Here are clickable directions to the Cobb Estate Address: 3302 Lake Ave, Altadena, CA 91001 

I parked along the street near the entrance. Keep in mind that this place is popular, so parking right by the entrance might be limited. However, you can park in the nearby neighborhoods as well. 

The Hike Begins

The hike starts off beyond the tall gates.

From here, I walked down the old and deteriorated paved road. 

Passing the side road that leads up to Echo Mountain, I continued on the slightly steep path towards the now-graffitied ruins of what was the grand Cobb Estate. But, a little more information on the haunted estate later.

Unfortunately, the popularity and accessibility of this hike have led to vandalism. 

I could only imagine how this place looked many decades ago when the mansion was still standing strong.

A quick view up, I could see the ant-sized humans trekking their way towards Echo Mountain on a very sunny Sunday afternoon.

Continuing on the cracked pavement, I had spotted a deer crossing the road! Unfortunately, I couldn’t get a good picture. Elated by the sight, I happily resumed the walk.

Las Flores Canyon Trailhead

Walking along the dirt road I came towards a fenced building.

The dirt road splits into two, and the trailhead to Las Flores Canyon Trail begins on the right-hand side, off-trail from the main dirt road.

I spotted this rickety water pipeline and continued on the right side, which leads down the path. 

Now, I do consider this trail to be somewhat tricky and challenging for beginners. The reason being is that there are some very narrow pathways, such as the one below. 

An accidental slip with the non-grip shoes or wrong-footing could lead you plummeting down the steep hill.

There were a few other tricky parts on the trail where I had to carefully walk through narrow footpaths. Be sure to take your time, there’s no rush getting to these lesser-known mines. 

Mine #1 – Buckley Mine

The Buckley Mine is the first small mine that I spotted. It only goes in less than 15 feet. It was considered an exploratory mine and only operated from 1893 to 1894- very short-lived. 

Mine #2 – Unidentified

Further down, I came across another mine/tunnel. For now, I’ll just call it the unidentified mine #1. I found this one located across from the dirt path I was on. You’ll see it, trust me. Feel free to peek inside if you’re curious!

Mine #3 – McNally Mine

The third mine I spotted was the McNally Mine. It was originally a gold mine but was then converted to a water tunnel. Its years of operation for gold were also from 1893 to 1894. It goes in about 315 feet or more. 

About 43 feet in, the tunnel becomes really narrow. Probably too narrow for any adult to fit through. Sigh.

# [REQUIRED TASK A]
In the records, format the lines from the one containing "dry sand. Report pixel corners as JSON arrays." through the one containing "[[0, 504, 1024, 682]]" as a JSON list of strings, one string per line, with blank lines omitted.
The hiking account above has no connection to the records that come after it.

# [GIVEN RECORDS]
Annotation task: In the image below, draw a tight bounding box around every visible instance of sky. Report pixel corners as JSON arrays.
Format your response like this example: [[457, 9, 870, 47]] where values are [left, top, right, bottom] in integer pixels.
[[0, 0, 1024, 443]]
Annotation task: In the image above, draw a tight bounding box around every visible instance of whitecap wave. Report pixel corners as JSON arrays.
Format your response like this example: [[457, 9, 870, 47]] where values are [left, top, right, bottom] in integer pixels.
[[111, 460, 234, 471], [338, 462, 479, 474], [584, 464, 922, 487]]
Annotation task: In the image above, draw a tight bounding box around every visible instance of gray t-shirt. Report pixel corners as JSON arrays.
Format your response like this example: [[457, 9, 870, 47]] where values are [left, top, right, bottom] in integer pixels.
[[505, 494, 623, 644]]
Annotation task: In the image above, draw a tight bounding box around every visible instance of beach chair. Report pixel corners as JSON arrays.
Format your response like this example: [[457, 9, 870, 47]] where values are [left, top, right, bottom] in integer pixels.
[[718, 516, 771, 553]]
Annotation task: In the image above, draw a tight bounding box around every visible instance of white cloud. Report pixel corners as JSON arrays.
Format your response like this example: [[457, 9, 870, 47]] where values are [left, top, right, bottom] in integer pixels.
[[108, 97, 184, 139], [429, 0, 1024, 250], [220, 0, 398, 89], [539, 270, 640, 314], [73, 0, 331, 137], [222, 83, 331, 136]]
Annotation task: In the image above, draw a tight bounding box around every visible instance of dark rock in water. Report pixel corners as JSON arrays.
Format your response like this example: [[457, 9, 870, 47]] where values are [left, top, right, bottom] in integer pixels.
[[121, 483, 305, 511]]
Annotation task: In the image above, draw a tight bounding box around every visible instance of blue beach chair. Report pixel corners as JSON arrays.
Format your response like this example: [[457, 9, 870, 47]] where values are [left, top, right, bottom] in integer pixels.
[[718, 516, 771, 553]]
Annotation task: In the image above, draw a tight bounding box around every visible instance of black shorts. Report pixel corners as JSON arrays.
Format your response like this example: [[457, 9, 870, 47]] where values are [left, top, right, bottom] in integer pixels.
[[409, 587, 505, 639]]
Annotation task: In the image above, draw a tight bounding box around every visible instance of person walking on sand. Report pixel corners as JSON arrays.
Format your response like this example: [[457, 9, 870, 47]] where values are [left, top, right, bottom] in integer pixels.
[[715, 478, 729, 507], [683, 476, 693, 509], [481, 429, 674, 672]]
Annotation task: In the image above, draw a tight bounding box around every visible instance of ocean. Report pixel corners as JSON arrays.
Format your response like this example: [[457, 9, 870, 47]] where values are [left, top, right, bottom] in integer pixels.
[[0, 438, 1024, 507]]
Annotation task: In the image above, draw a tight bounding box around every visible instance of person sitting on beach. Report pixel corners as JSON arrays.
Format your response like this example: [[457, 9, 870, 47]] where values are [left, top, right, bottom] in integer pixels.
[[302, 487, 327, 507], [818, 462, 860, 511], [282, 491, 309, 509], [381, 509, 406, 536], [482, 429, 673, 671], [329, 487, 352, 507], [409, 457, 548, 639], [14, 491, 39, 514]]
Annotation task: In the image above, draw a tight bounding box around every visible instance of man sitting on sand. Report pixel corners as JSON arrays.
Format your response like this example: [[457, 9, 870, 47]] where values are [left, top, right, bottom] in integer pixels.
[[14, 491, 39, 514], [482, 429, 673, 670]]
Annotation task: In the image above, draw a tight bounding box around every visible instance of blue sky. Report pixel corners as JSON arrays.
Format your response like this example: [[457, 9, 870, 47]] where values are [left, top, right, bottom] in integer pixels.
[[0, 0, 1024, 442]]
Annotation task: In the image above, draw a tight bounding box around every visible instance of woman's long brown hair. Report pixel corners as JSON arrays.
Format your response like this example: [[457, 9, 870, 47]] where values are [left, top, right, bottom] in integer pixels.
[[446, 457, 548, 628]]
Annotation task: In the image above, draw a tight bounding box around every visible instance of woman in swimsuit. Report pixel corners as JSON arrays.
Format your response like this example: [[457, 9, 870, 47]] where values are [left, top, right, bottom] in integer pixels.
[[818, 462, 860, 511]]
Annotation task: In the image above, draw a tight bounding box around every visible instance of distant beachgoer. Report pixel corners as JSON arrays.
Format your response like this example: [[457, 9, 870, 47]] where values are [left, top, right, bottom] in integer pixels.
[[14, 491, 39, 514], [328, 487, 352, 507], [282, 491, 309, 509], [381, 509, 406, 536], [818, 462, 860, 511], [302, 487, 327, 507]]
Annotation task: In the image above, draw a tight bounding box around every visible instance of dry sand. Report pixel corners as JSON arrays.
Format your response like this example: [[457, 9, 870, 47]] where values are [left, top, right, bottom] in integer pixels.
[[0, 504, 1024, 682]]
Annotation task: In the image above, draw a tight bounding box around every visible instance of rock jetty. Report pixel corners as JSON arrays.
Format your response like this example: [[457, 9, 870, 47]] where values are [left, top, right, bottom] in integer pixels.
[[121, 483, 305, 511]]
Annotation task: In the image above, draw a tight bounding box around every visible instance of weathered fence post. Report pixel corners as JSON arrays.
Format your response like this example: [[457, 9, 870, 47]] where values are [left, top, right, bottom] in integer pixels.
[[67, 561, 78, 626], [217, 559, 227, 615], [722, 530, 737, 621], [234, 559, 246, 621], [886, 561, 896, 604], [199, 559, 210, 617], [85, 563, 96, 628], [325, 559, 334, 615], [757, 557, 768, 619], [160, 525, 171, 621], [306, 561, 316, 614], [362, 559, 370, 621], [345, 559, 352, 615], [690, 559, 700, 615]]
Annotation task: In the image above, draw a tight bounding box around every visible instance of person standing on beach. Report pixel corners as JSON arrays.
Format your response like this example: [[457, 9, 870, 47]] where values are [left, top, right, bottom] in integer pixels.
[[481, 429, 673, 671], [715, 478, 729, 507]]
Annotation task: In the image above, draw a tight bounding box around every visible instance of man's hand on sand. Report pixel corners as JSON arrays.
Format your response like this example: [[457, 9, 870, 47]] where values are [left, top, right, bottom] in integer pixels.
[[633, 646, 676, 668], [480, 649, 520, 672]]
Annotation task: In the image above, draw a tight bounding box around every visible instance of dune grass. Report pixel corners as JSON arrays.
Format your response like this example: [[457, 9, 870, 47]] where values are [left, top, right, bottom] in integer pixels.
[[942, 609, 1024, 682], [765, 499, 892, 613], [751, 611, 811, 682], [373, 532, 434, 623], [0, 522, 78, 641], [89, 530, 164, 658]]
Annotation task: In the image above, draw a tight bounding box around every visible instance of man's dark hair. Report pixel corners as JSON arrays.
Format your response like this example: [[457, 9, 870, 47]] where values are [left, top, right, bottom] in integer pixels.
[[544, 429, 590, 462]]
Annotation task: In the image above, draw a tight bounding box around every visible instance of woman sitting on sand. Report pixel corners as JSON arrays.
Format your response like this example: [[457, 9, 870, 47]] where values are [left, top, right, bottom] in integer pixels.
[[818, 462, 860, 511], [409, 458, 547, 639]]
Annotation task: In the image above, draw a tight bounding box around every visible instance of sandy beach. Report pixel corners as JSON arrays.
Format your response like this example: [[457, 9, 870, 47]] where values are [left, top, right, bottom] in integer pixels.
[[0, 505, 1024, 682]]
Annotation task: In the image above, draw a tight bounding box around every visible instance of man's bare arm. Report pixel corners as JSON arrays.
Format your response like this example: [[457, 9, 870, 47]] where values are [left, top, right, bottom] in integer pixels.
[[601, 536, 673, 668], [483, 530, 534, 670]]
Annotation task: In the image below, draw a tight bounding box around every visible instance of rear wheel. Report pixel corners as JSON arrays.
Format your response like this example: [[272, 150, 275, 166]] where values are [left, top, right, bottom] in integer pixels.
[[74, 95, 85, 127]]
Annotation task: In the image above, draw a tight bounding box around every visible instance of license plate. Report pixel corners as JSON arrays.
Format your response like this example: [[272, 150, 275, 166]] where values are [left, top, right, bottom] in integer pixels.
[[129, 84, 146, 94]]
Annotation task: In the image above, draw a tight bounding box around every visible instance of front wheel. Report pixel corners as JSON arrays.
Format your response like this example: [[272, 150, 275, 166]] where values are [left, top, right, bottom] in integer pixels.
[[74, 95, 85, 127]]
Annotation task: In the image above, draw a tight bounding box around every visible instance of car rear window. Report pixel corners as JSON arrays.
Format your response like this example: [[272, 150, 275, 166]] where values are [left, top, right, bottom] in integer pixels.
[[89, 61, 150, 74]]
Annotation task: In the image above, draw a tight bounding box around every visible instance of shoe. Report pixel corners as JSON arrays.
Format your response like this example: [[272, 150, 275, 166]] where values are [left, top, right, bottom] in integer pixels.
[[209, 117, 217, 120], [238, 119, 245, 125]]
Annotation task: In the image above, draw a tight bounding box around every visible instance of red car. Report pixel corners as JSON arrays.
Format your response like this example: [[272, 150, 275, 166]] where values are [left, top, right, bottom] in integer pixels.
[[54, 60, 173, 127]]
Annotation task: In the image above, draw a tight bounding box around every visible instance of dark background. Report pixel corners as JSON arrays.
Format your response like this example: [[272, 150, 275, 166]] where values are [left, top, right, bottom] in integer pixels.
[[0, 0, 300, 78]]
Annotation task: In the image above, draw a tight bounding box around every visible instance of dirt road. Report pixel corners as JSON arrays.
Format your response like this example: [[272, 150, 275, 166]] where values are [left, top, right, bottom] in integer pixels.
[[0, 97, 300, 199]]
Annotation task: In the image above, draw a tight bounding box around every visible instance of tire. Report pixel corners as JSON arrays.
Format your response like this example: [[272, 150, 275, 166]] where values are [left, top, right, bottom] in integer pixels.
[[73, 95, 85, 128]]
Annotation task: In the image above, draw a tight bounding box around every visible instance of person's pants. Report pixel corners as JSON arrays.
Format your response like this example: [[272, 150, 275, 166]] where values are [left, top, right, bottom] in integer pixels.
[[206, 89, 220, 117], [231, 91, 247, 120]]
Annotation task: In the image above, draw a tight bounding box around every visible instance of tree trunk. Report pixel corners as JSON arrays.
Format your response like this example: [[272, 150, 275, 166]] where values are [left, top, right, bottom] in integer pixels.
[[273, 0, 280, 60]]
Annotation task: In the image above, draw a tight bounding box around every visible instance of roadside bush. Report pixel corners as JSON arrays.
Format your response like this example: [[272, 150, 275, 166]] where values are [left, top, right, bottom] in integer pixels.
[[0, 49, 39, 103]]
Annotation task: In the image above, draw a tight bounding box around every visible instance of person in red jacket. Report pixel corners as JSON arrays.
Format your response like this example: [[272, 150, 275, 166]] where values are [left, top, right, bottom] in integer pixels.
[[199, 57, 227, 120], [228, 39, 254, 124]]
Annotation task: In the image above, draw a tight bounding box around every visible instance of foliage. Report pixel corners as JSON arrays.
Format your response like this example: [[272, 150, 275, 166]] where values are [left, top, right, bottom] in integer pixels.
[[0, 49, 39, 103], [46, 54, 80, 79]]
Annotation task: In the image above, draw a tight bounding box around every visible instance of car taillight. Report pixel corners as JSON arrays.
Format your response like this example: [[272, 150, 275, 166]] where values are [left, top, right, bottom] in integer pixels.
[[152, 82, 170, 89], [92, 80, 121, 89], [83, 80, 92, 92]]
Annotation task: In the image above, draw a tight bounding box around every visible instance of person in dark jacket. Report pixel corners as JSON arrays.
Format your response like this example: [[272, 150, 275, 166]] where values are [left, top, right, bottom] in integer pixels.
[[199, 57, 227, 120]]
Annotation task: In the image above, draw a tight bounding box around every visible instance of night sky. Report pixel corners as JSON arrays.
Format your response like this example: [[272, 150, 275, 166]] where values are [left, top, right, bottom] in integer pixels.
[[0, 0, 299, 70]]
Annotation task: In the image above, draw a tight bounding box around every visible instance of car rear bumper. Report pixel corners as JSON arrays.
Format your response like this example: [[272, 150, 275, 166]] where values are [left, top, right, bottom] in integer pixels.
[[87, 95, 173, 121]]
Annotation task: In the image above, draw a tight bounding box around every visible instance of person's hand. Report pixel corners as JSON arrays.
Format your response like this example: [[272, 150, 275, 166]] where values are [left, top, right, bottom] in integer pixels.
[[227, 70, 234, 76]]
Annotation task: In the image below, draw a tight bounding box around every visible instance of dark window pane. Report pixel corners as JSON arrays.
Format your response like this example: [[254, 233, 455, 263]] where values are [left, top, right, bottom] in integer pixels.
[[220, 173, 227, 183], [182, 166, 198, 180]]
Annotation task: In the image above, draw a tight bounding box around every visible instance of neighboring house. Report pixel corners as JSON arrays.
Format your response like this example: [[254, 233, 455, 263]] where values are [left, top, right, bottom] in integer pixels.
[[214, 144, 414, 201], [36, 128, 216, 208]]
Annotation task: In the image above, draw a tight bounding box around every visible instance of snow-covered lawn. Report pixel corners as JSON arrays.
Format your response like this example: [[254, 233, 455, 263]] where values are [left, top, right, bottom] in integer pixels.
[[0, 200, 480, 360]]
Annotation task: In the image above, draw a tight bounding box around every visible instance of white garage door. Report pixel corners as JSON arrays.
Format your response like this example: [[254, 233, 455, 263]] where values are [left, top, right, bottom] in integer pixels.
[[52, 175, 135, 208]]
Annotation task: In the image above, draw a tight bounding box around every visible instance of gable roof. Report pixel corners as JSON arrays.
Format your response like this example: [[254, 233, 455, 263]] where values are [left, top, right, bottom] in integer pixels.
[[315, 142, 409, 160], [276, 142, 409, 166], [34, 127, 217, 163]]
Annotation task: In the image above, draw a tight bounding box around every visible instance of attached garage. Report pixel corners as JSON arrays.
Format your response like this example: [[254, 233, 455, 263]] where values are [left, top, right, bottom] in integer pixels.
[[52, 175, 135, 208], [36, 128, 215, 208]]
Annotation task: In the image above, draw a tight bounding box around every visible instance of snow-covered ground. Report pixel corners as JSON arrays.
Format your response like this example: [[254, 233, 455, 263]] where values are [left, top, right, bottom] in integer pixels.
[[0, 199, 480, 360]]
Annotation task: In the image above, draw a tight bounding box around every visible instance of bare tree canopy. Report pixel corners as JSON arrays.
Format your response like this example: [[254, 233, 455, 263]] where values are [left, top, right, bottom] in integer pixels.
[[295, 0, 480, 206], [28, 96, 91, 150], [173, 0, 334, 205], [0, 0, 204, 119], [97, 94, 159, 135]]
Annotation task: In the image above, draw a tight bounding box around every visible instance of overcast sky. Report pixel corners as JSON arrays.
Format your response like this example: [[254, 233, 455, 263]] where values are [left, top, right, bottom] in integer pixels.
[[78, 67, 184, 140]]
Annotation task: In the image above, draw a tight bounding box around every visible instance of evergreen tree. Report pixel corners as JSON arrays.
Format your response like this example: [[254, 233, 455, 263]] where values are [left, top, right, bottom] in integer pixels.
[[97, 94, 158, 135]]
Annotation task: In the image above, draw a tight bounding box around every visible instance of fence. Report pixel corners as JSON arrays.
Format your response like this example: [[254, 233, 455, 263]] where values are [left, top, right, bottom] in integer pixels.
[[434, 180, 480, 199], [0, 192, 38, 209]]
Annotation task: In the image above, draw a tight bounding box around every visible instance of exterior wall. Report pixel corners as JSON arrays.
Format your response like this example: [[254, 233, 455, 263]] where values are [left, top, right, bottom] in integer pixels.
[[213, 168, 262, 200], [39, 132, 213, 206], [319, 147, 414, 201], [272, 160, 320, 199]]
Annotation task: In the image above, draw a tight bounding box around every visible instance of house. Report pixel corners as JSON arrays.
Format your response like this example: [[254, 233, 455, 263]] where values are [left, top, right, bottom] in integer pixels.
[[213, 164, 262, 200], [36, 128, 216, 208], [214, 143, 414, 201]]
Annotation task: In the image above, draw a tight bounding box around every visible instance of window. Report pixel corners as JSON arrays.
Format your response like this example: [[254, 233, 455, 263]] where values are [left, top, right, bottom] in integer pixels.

# [REQUIRED TASK B]
Continue the hiking account of the Las Flores Canyon mines from the point where it ends.

# [WRITTEN RESPONSE A]
[
  "Annotation task: In the image above, draw a tight bounding box around every visible instance of dry sand. Report pixel corners as JSON arrays.",
  "Format your response like this example: [[457, 9, 870, 47]] where values are [left, top, right, bottom] in integer pixels.",
  "[[0, 504, 1024, 682]]"
]

# [WRITTEN RESPONSE B]
Mine #4 – Unidentified

Along the way, I spotted this other mine to the left of me. I’ll call this one the unidentified mine #2. It was a bit too small and narrow for me to comfortably fit through. 

Unfortunately, I don’t know the story behind this one. 

If you have any information, feel free to shoot me an email!

That was the last mine/tunnel I came across before getting to the main one. 

Getting closer to the bigger mine, there’s a small waterfall. A nice little treat that I didn’t expect!

There was a bit more water flowing than what the picture shows.

I then came across what could potentially be a waterfall. After heavy rainfall, I could see it having a nice little flow or trickles of water.

Mine #5 – The Main Mine 

After climbing over some trees and steps, ascending down from the steep dirt trail, and then ascending up a rocky pebbled pathway, I finally came to Tunnel #4. 

This mine, like the rest, only operated from 1893 to 1894 as a gold mine and now goes in about 100 feet. It’s definitely the most interesting and fun mine out of the five.

Something interesting about this mine is that there are tons of cave pearls. They resemble actual pearls but are much rougher in appearance.

Surprisingly, this mine has way more than what is normally found in mines or caves.

Las Flores Mine

One of my favorite shots was from inside of the cave looking out. 

To the left of the mine is this portal entrance. I’ve gone inside before and crouched my way through until the tunnel’s ceilings got higher. I mostly had to walk through shin-deep water for a quarter of the first section.

I decided not to venture inside this time because it was radiating heat. It felt like a sauna, which was weird because it didn’t feel that way the first time. 

Who knew Las Flores Canyon was home to multiple historic gold mines that you can still see and venture inside of today. 

I definitely recommend this short, yet challenging trail if you’re looking to avoid the crowds. 

History of Las Flores Canyon

Las Flores Canyon Mines

The mountains and canyons above Pasadena caught the attention of many prospectors during the Gold Rush.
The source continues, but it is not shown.